*** DATASET CONTENT

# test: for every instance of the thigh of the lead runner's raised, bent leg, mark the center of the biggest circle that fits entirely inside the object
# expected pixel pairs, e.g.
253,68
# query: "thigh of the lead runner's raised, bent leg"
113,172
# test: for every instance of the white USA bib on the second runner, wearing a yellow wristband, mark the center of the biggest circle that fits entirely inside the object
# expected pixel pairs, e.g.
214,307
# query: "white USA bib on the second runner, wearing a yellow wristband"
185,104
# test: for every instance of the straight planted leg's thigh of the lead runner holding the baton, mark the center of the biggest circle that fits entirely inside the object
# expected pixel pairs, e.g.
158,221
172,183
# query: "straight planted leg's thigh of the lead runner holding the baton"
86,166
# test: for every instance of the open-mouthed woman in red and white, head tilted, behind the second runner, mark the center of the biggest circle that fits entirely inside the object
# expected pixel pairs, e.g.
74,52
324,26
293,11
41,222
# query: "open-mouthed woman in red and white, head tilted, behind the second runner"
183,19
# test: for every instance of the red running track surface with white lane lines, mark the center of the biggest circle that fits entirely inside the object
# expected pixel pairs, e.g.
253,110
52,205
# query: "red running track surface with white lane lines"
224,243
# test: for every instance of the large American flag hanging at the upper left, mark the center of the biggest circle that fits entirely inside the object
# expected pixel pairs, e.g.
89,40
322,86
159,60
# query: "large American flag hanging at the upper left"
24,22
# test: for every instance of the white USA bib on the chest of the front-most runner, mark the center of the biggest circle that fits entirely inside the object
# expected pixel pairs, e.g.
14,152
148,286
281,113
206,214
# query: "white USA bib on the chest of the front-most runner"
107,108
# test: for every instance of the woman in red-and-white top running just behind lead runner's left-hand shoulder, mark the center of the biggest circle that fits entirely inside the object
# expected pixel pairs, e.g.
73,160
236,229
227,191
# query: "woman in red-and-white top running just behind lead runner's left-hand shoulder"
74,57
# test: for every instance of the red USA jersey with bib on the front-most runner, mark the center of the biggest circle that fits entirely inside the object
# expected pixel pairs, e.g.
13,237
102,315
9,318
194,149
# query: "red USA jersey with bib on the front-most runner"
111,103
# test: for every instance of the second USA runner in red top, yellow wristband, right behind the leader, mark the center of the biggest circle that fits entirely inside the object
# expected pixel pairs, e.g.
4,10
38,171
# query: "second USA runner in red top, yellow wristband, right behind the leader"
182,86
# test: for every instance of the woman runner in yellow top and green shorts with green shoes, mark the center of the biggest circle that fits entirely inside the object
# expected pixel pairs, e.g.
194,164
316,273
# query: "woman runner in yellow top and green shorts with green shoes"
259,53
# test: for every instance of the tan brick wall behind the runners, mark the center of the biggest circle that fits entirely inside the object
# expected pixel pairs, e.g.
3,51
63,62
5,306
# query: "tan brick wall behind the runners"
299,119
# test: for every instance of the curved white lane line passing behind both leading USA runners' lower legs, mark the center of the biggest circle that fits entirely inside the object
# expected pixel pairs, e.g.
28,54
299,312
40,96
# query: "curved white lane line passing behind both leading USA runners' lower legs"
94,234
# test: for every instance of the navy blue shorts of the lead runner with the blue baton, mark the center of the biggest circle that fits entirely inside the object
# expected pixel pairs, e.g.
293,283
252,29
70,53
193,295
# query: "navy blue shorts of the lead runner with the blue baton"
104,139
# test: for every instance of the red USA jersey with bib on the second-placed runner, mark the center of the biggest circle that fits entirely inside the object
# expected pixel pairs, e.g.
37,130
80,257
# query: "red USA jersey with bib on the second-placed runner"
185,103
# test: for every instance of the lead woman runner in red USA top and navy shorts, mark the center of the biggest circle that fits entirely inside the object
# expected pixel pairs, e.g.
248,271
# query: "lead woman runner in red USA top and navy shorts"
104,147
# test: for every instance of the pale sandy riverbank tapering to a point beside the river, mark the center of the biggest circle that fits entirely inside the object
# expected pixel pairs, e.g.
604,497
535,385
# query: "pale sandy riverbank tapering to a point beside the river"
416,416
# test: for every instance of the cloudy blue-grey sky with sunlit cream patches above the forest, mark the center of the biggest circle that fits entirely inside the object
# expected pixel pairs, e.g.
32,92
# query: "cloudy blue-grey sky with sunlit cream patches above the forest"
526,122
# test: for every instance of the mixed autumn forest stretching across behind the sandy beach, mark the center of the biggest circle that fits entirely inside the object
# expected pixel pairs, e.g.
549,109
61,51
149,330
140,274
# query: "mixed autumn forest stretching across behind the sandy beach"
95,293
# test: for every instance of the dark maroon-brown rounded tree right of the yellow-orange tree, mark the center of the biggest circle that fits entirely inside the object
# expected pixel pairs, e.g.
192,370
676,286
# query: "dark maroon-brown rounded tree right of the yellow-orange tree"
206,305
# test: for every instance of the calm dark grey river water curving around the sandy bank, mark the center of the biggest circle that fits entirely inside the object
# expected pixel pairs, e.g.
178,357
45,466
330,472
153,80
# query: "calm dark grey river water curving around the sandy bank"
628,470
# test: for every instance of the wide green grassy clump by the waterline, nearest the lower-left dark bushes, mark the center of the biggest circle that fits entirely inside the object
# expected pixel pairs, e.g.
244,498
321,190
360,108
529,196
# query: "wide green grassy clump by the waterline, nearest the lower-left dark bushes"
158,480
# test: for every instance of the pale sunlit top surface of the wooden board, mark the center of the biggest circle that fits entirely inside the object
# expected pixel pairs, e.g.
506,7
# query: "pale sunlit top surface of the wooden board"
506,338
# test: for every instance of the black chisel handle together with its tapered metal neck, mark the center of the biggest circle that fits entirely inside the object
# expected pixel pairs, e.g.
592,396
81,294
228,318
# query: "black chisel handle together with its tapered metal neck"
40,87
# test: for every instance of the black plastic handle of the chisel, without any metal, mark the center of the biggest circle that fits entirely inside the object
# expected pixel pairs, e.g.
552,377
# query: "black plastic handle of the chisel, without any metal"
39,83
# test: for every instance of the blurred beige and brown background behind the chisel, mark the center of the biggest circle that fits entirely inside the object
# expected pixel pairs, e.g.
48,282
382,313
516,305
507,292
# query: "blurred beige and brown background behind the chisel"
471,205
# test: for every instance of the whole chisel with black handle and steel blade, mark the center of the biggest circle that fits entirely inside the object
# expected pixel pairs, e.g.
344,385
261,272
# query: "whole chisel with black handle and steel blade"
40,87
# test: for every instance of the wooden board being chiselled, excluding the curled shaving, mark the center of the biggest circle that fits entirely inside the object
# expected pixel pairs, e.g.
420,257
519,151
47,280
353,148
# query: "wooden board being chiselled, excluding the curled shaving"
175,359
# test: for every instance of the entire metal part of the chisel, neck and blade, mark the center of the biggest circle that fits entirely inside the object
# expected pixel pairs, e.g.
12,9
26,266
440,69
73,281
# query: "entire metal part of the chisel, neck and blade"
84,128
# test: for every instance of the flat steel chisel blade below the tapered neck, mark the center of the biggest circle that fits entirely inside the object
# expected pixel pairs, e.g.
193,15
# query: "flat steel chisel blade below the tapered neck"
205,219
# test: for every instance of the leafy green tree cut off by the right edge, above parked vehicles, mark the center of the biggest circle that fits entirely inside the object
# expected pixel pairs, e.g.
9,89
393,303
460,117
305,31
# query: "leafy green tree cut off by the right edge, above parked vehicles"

******

● **WHAT THE EXERCISE ASKS**
Everything in the data above must be restated verbatim.

● **EXPECTED ANSWER**
# test: for every instance of the thigh of the lead runner's raised, bent leg, mark the center of the biggest circle that fits entirely inside the object
# expected pixel pairs, e.g.
253,68
# query: "thigh of the lead runner's raised, bent leg"
113,172
# test: for every instance of the white USA bib on the second runner, wearing a yellow wristband, mark the center of the biggest circle that fits entirely inside the object
# expected pixel pairs, e.g.
214,307
# query: "white USA bib on the second runner, wearing a yellow wristband"
185,104
# test: for every instance of the straight planted leg's thigh of the lead runner holding the baton, mark the center of the biggest circle that fits entirely inside the object
# expected pixel pairs, e.g.
158,221
172,183
# query: "straight planted leg's thigh of the lead runner holding the baton"
86,166
# test: for every instance of the open-mouthed woman in red and white, head tilted, behind the second runner, mark the center of the biggest circle that fits entirely inside the object
# expected pixel pairs, e.g.
74,52
324,26
293,11
41,222
# query: "open-mouthed woman in red and white, head tilted, behind the second runner"
183,19
# test: for every instance of the red running track surface with white lane lines, mark the center of the biggest circle that fits entirely inside the object
# expected pixel pairs, e.g.
253,110
52,205
# query: "red running track surface with white lane lines"
224,243
# test: for every instance of the large American flag hanging at the upper left, mark the center of the biggest circle that fits entirely inside the object
# expected pixel pairs, e.g.
89,40
322,86
159,60
# query: "large American flag hanging at the upper left"
24,22
# test: for every instance of the white USA bib on the chest of the front-most runner, mark the center of the biggest circle that fits entirely inside the object
# expected pixel pairs, e.g.
14,152
148,286
281,113
206,214
# query: "white USA bib on the chest of the front-most runner"
107,108
# test: for every instance of the woman in red-and-white top running just behind lead runner's left-hand shoulder, mark the center of the biggest circle that fits entirely inside the object
# expected pixel pairs, e.g.
73,160
236,229
227,191
# query: "woman in red-and-white top running just behind lead runner's left-hand shoulder"
74,57
# test: for every instance of the red USA jersey with bib on the front-most runner, mark the center of the biggest circle that fits entirely inside the object
# expected pixel pairs, e.g.
13,237
102,315
9,318
194,149
# query: "red USA jersey with bib on the front-most runner"
111,103
# test: for every instance of the second USA runner in red top, yellow wristband, right behind the leader, mark the center of the biggest circle that fits entirely inside the object
# expected pixel pairs, e.g.
4,10
38,171
# query: "second USA runner in red top, yellow wristband, right behind the leader"
182,86
# test: for every instance of the woman runner in yellow top and green shorts with green shoes, mark the center of the biggest circle that fits entirely inside the object
# expected pixel pairs, e.g.
194,164
316,273
# query: "woman runner in yellow top and green shorts with green shoes"
259,53
# test: for every instance of the tan brick wall behind the runners, mark the center of the biggest circle that fits entirely inside the object
# expected pixel pairs, e.g.
3,51
63,62
5,306
# query: "tan brick wall behind the runners"
299,119
# test: for every instance of the curved white lane line passing behind both leading USA runners' lower legs, mark the center of the biggest circle that fits entirely inside the object
# expected pixel pairs, e.g.
28,54
299,312
40,96
# query: "curved white lane line passing behind both leading USA runners' lower legs"
94,234
# test: for every instance of the navy blue shorts of the lead runner with the blue baton, mark the center of the biggest circle that fits entirely inside the object
# expected pixel pairs, e.g.
293,283
252,29
70,53
193,295
# query: "navy blue shorts of the lead runner with the blue baton"
104,139
# test: for every instance of the red USA jersey with bib on the second-placed runner, mark the center of the biggest circle that fits entirely inside the object
# expected pixel pairs, e.g.
37,130
80,257
# query: "red USA jersey with bib on the second-placed runner"
185,103
# test: for every instance of the lead woman runner in red USA top and navy shorts, mark the center of the biggest circle that fits entirely inside the object
# expected pixel pairs, e.g.
248,271
# query: "lead woman runner in red USA top and navy shorts"
104,147
# test: for every instance of the pale sandy riverbank tapering to a point beside the river, mark the center of the biggest circle that fits entirely inside the object
# expected pixel pairs, e.g.
604,497
535,385
# query: "pale sandy riverbank tapering to a point beside the river"
416,416
# test: for every instance of the cloudy blue-grey sky with sunlit cream patches above the forest, mark the center of the biggest circle that fits entirely inside the object
# expected pixel pairs, e.g.
32,92
# query: "cloudy blue-grey sky with sunlit cream patches above the forest"
526,122
# test: for every instance of the mixed autumn forest stretching across behind the sandy beach, mark the center of the biggest circle that fits entirely inside the object
# expected pixel pairs, e.g.
549,109
61,51
149,330
140,274
# query: "mixed autumn forest stretching across behind the sandy beach"
95,293
# test: for every instance of the dark maroon-brown rounded tree right of the yellow-orange tree, mark the center of the biggest circle that fits entirely inside the object
# expected pixel pairs, e.g.
192,370
676,286
# query: "dark maroon-brown rounded tree right of the yellow-orange tree"
206,305
# test: for every instance of the calm dark grey river water curving around the sandy bank, mark the center of the biggest circle that fits entirely inside the object
# expected pixel pairs, e.g.
178,357
45,466
330,472
153,80
# query: "calm dark grey river water curving around the sandy bank"
628,470
# test: for every instance of the wide green grassy clump by the waterline, nearest the lower-left dark bushes, mark the center of the biggest circle that fits entirely inside the object
# expected pixel pairs, e.g.
244,498
321,190
360,108
529,196
# query: "wide green grassy clump by the waterline, nearest the lower-left dark bushes"
158,480
# test: for every instance of the pale sunlit top surface of the wooden board, mark the center of the biggest circle that fits entirely inside the object
# expected pixel pairs, e.g.
506,7
# query: "pale sunlit top surface of the wooden board"
506,338
# test: for every instance of the black chisel handle together with its tapered metal neck, mark the center of the biggest circle that fits entirely inside the object
# expected pixel pairs, e.g.
592,396
81,294
228,318
# query: "black chisel handle together with its tapered metal neck"
40,87
# test: for every instance of the black plastic handle of the chisel, without any metal, mark the center of the biggest circle that fits entirely inside the object
# expected pixel pairs, e.g.
552,377
# query: "black plastic handle of the chisel, without any metal"
39,83
# test: for every instance of the blurred beige and brown background behind the chisel, mark the center of the biggest circle that fits entirely inside the object
# expected pixel pairs, e.g.
48,282
382,313
516,305
507,292
# query: "blurred beige and brown background behind the chisel"
471,205
# test: for every instance of the whole chisel with black handle and steel blade, mark the center of the biggest circle that fits entirely inside the object
# expected pixel pairs, e.g.
344,385
261,272
# query: "whole chisel with black handle and steel blade"
40,87
# test: for every instance of the wooden board being chiselled, excluding the curled shaving, mark the center of the biggest circle that fits entirely inside the object
# expected pixel pairs, e.g.
420,257
519,151
47,280
353,148
# query: "wooden board being chiselled, excluding the curled shaving"
175,359
# test: for every instance of the entire metal part of the chisel, neck and blade, mark the center of the biggest circle that fits entirely inside the object
# expected pixel pairs, e.g.
12,9
26,266
440,69
73,281
# query: "entire metal part of the chisel, neck and blade"
84,128
# test: for every instance of the flat steel chisel blade below the tapered neck, mark the center of the biggest circle that fits entirely inside the object
# expected pixel pairs, e.g.
193,15
# query: "flat steel chisel blade below the tapered neck"
205,219
# test: for every instance of the leafy green tree cut off by the right edge, above parked vehicles, mark the center of the biggest circle that fits entirely inside the object
# expected pixel pairs, e.g.
9,89
393,303
460,117
305,31
# query: "leafy green tree cut off by the right edge, above parked vehicles"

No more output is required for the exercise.